■ Aufgabenstellung ■
Welche Folge hatte das Scheitern des Putsches vom 25. Juli 1934 laut dem Textauszug über die Besitzergreifung Österreichs?

■ Textauszug ■
PROFESSOR HENRY DONNEDIEU DE VABRES, MITGLIED DES GERICHTSHOFS FÜR DIE FRANZÖSISCHE REPUBLIK:

Die Besitzergreifung Österreichs.

Der Einfall in Österreich war eine im voraus geplante Angriffsmaßnahme4 zur Förderung des Planes, gegen andere Länder Angriffskriege zu führen. Als Ergebnis wurde Deutschlands Flanke geschützt und die Tschechoslowakei5 erheblich geschwächt. Der erste Schritt zur Ergreifung von »Lebensraum« war getan; viele neue Divisionen ausgebildeter Soldaten waren gewonnen, und durch die Ergreifung ausländischer Devisenreserven war das Aufrüstungsprogramm gestärkt worden.

Am 21. Mai 1935 verkündete Hitler im Reichstag, daß Deutschland keine Absicht habe, sei es, Österreich anzugreifen, sei es, sich in seine inneren Angelegenheiten einzumischen. Am 1. Mai 1936 hat er bei seiner Verkündung friedlicher Absichten die Tschechoslowakei und Österreich in aller Öffentlichkeit in dieser Verbindung zusammen erwähnt, und noch am 11. Juni 19366 hat er durch Vertrag die volle Souveränität Österreichs anerkannt.

Im März 1938 hat Deutschland dann tatsächlich von Österreich Besitz ergriffen. Vor jener Zeit hatten die Nationalsozialisten seit einer Reihe von Jahren mit den Nationalsozialisten Österreichs zusammengearbeitet, mit dem Endziel, die Einverleibung Österreichs ins Deutsche Reich zustande zu bringen. Der Putsch vom 25. Juli 1934, der zur Ermordung des Kanzlers Dollfuß führte, hatte die Besitzergreifung Österreichs zum Ziele. Aber der Putsch schlug fehl, und die Folge war, daß die Nationalsozialistische Partei in Österreich verboten wurde. Am 11. Juli 1936 wurde zwischen beiden Ländern ein Vertrag abgeschlossen, dessen Artikel 1 wie folgt lautete:

»Im Sinne der Feststellungen des Führers und Reichskanzlers vom 21. Mai 1935 anerkennt die Deutsche Reichsregierung die volle Souveränität des Bundesstaates Österreich.«

In Artikel 2 hieß es:

»Jede der beiden Regierungen betrachtet die in dem anderen Lande bestehende innerpolitische Gestaltung, einschließlich der Frage des österreichischen Nationalsozialismus, als eine innere Angelegenheit des anderen Landes, auf die sie weder unmittelbar noch mittelbar Einwirkung nehmen wird« (TG-22, GB-20).

■ Gespeicherte Daten ■

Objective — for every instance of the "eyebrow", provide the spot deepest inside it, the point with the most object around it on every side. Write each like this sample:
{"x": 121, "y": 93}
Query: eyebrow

■ Schriftliche Antwort ■
Die Nationalsozialistische Partei wurde in Österreich verboten.